These photographs were taken by Carl Rogerson of Hyde in Cheshire and I am grateful for his generous permission to use these pictures. Carl's website can be found here

See also this page from the Glossop Chronicle of Monday 8 May 2017 by Adam Higgins

extracts from booklet published by Longdendale Heritage Trust.

Standing almost eight hundred feet up at the head of the Longdendale Valley, with fewer than forty people living within a four mile radius this must be one of the most desolate chapels in the country. It may already be well over 500 years old, since 1487 is usually given as its foundation date. Sir Edmund Shaa, Lord Mayor of London, left money in that year to pay for a priest "in a chapel that I have made in Longdendale" who would sing his Mass and say divine service for ever more.

Photo © Alf Beard (cc-by-sa/2.0)

Accessed 16 August 2017

Local rumour suggests that the fifteenth century building - probably wooden - was at Robin-i-Meers, about three quarters of a mile further up the valley by the River Etherow; the dedication seems to have changed from the Blessed Virgin to St. James some time later, which might imply a new building. There are no graves before mid-eighteenth century in the present graveyard.

» **REQUIRED WORK**: Copy the Longdendale chapel text above word for word, from its first line to its last.

» **ENTRIES SHOWN**:

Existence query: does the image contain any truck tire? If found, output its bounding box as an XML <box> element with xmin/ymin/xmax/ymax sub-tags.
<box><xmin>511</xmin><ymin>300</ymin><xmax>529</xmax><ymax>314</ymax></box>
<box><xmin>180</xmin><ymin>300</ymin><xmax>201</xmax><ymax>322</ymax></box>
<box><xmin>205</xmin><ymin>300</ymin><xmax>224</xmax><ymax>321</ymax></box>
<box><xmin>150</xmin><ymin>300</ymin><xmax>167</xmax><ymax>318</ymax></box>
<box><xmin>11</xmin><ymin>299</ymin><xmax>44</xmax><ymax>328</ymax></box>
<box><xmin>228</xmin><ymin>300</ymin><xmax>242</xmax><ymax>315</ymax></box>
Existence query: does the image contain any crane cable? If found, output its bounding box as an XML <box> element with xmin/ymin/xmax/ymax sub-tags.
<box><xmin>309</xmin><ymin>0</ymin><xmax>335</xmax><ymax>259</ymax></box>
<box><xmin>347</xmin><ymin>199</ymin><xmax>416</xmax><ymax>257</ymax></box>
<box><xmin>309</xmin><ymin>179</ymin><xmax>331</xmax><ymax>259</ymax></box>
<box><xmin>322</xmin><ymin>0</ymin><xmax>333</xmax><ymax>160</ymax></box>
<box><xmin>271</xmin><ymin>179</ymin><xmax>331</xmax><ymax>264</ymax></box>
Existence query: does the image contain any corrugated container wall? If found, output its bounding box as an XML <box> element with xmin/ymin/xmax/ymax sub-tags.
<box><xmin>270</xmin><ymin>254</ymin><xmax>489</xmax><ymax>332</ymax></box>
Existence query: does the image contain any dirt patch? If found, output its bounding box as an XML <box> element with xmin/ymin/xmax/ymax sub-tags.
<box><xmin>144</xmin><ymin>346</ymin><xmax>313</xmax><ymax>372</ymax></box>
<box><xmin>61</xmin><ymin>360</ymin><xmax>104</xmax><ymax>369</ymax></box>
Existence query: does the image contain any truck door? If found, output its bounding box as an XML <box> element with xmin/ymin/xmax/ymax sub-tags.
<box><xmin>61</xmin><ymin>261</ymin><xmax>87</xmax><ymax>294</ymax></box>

» **EXERCISE RESPONSE**:
These photographs were taken by Carl Rogerson of Hyde in Cheshire and I am grateful for his generous permission to use these pictures. Carl's website can be found here

See also this page from the Glossop Chronicle of Monday 8 May 2017 by Adam Higgins

extracts from booklet published by Longdendale Heritage Trust.

Standing almost eight hundred feet up at the head of the Longdendale Valley, with fewer than forty people living within a four mile radius this must be one of the most desolate chapels in the country. It may already be well over 500 years old, since 1487 is usually given as its foundation date. Sir Edmund Shaa, Lord Mayor of London, left money in that year to pay for a priest "in a chapel that I have made in Longdendale" who would sing his Mass and say divine service for ever more.

Photo © Alf Beard (cc-by-sa/2.0)

Accessed 16 August 2017

Local rumour suggests that the fifteenth century building - probably wooden - was at Robin-i-Meers, about three quarters of a mile further up the valley by the River Etherow; the dedication seems to have changed from the Blessed Virgin to St. James some time later, which might imply a new building. There are no graves before mid-eighteenth century in the present graveyard.